→ Work item
The full set of records must be printed exactly as given.

[[ Given records, beginning ]]

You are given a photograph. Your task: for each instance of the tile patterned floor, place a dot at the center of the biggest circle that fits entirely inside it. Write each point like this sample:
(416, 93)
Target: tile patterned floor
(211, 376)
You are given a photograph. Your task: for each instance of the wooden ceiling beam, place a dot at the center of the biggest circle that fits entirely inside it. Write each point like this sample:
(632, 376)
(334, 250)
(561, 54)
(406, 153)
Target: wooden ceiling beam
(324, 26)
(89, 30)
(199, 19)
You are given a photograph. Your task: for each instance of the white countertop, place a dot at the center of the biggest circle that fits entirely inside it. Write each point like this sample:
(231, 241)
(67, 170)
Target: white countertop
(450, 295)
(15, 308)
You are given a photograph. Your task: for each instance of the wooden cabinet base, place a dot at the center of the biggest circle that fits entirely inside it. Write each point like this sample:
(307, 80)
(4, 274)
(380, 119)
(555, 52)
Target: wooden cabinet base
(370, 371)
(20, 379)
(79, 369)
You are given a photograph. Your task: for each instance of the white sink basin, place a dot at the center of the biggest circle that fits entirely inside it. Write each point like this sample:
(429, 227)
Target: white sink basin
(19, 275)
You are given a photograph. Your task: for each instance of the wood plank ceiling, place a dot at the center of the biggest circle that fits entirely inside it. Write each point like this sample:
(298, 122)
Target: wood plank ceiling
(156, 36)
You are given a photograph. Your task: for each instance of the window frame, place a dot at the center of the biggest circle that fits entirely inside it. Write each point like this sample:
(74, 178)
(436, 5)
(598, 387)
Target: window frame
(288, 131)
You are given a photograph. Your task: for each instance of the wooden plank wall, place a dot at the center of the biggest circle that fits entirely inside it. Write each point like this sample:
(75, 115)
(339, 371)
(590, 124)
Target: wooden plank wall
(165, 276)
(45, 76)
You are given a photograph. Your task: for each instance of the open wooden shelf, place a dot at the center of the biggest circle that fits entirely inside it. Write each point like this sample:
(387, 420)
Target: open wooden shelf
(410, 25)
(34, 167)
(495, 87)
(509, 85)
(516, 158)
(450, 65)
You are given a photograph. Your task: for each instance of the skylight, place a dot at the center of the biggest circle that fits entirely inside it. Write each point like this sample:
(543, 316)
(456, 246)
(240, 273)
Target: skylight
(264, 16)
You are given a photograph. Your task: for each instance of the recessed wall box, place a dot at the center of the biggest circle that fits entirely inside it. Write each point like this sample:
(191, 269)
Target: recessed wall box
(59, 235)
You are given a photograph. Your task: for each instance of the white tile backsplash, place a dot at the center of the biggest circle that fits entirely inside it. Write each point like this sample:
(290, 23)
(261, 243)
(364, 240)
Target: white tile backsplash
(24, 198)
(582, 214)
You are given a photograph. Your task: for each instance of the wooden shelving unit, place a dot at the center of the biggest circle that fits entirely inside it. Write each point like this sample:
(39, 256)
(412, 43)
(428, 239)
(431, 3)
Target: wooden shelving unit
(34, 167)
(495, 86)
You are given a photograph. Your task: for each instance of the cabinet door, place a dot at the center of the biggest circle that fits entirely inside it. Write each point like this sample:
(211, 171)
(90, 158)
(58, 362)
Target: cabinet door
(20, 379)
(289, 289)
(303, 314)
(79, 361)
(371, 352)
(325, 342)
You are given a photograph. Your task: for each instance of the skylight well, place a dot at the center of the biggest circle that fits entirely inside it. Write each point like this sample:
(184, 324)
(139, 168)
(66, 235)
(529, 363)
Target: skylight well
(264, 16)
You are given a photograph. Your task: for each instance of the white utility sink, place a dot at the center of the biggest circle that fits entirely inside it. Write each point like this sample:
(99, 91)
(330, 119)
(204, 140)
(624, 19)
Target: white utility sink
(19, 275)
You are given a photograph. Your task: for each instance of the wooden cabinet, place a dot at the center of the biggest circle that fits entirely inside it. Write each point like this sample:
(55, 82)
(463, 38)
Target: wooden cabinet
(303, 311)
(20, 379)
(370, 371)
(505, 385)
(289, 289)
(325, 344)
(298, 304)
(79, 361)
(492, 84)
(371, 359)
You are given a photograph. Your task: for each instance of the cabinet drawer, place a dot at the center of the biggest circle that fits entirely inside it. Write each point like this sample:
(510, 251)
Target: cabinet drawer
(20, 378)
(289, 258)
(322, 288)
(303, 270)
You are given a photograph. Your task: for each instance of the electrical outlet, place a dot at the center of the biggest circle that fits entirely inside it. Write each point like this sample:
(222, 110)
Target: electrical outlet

[[ Given records, end ]]

→ Output for this task
You are given a photograph. Your task: for each instance of the tile patterned floor, place a dot at the center of the biggest circle that fits entirely inside it. Write each point like this sample:
(416, 93)
Target: tile patterned floor
(211, 376)
You are given a photograph. Your task: for each instance of the wooden ceiling beam, place a dot at the center of the biggest circle that fits entirely inside it. Write each point like this sample:
(632, 376)
(334, 250)
(561, 54)
(406, 153)
Target: wooden ceiling beam
(324, 26)
(89, 30)
(199, 19)
You are given a photograph. Your task: for each instance of the white countertop, place a dot at the center of the biggest circle that fits entirely inside it. Write each point like this sample:
(231, 241)
(67, 170)
Target: white countertop
(450, 295)
(15, 308)
You are given a photograph. Your task: for each instance of the wooden cabinet base, place a dot at the center of the biggest circle that fits entirely inside it. Write each point like this sample:
(307, 80)
(4, 274)
(380, 119)
(555, 52)
Target: wooden cabinet base
(370, 371)
(20, 379)
(79, 369)
You are given a photograph. Your task: for each instance of the white sink basin, place a dot at the center of the biggest circle that fits entirely inside it. Write each point like this sample:
(429, 227)
Target: white sink basin
(19, 275)
You are given a photograph. Your task: for each instance of the wood plank ceiling, place a dot at the center of the biggest circle that fits entirely inside it. Write each point like this sample:
(298, 122)
Target: wood plank ceiling
(156, 36)
You are given a photograph. Your task: for each instance of the window frame, place a dot at the center of the biggest circle that fits entirely inside it. Write each point like this sample:
(74, 178)
(436, 5)
(598, 387)
Target: window frame
(288, 131)
You are given a photograph. Your task: for each instance of the wooden plank wall, place a dot at the center of the biggest circle that fits entirely inside it. Write each point like this sample:
(75, 115)
(339, 371)
(590, 124)
Target: wooden plank wall
(165, 276)
(45, 76)
You are given a photograph. Your task: for each instance of the open wooden shelf, place a dot at the center of the biggest circle that fits entirely inside it. Write each point like this sample:
(387, 420)
Target: open wooden shelf
(410, 25)
(34, 167)
(495, 87)
(509, 85)
(516, 158)
(450, 65)
You are given a photograph. Your task: for each instance of the skylight, place a dot at the center of the biggest circle that fits entirely inside it. Write each point like this sample:
(543, 316)
(456, 246)
(240, 273)
Target: skylight
(264, 16)
You are given a photograph. Your task: for each instance of the recessed wall box, place a dot at the center of the biggest circle that fits entirely inside it. Write each point like this sample:
(191, 269)
Target: recessed wall box
(59, 235)
You are given a photograph. Your task: for each instance of the white tile backsplash, place a dot at the center of the biggest circle that fits entirely inside it. Write each point like this sample:
(290, 23)
(261, 243)
(364, 240)
Target: white tile backsplash
(24, 198)
(582, 214)
You are given a photograph. Your task: for each instance of the wooden shelving unit, place a dot at the center of the biggest circle that fits entirely inside it. Write each point like this sample:
(39, 256)
(412, 43)
(428, 239)
(431, 3)
Target: wooden shelving unit
(34, 167)
(495, 86)
You are given a photograph. Your task: for each instance of the cabinet door, place a dot at the center of the biggest circle that fits entirely inside it. Write each point like this sample:
(211, 171)
(90, 158)
(58, 362)
Target: cabinet door
(20, 379)
(289, 289)
(303, 314)
(79, 361)
(371, 352)
(325, 342)
You are given a photograph. Your task: for each instance of the skylight well, place a dot at the center of the biggest circle that fits entirely inside it. Write each point like this sample:
(184, 324)
(139, 168)
(66, 235)
(529, 363)
Target: skylight well
(264, 16)
You are given a photograph. Your task: for each instance of the white utility sink, place a dot at the center of the biggest circle that fits entirely inside it. Write each point like this sample:
(99, 91)
(330, 119)
(204, 140)
(624, 19)
Target: white utility sink
(19, 275)
You are given a photograph. Your task: for each instance of the wooden cabinet, place a dot at the center of the biggest circle that fits entirely inside it. Write each point like this sample:
(55, 82)
(463, 38)
Target: wooden cabinet
(303, 311)
(20, 379)
(370, 371)
(505, 385)
(289, 289)
(325, 344)
(298, 304)
(79, 361)
(492, 84)
(371, 359)
You are given a photograph. Your task: for each instance of the cabinet drawer, place a dot at the center of the biggest circle that fits entirely inside it. Write each point like this sample:
(510, 251)
Target: cabinet drawer
(20, 378)
(289, 258)
(322, 288)
(303, 270)
You are given a photograph. Your task: for each instance of the electrical outlet, place a dot at the center of the biggest circle that fits entirely inside it. Write each point like this sample:
(222, 110)
Target: electrical outlet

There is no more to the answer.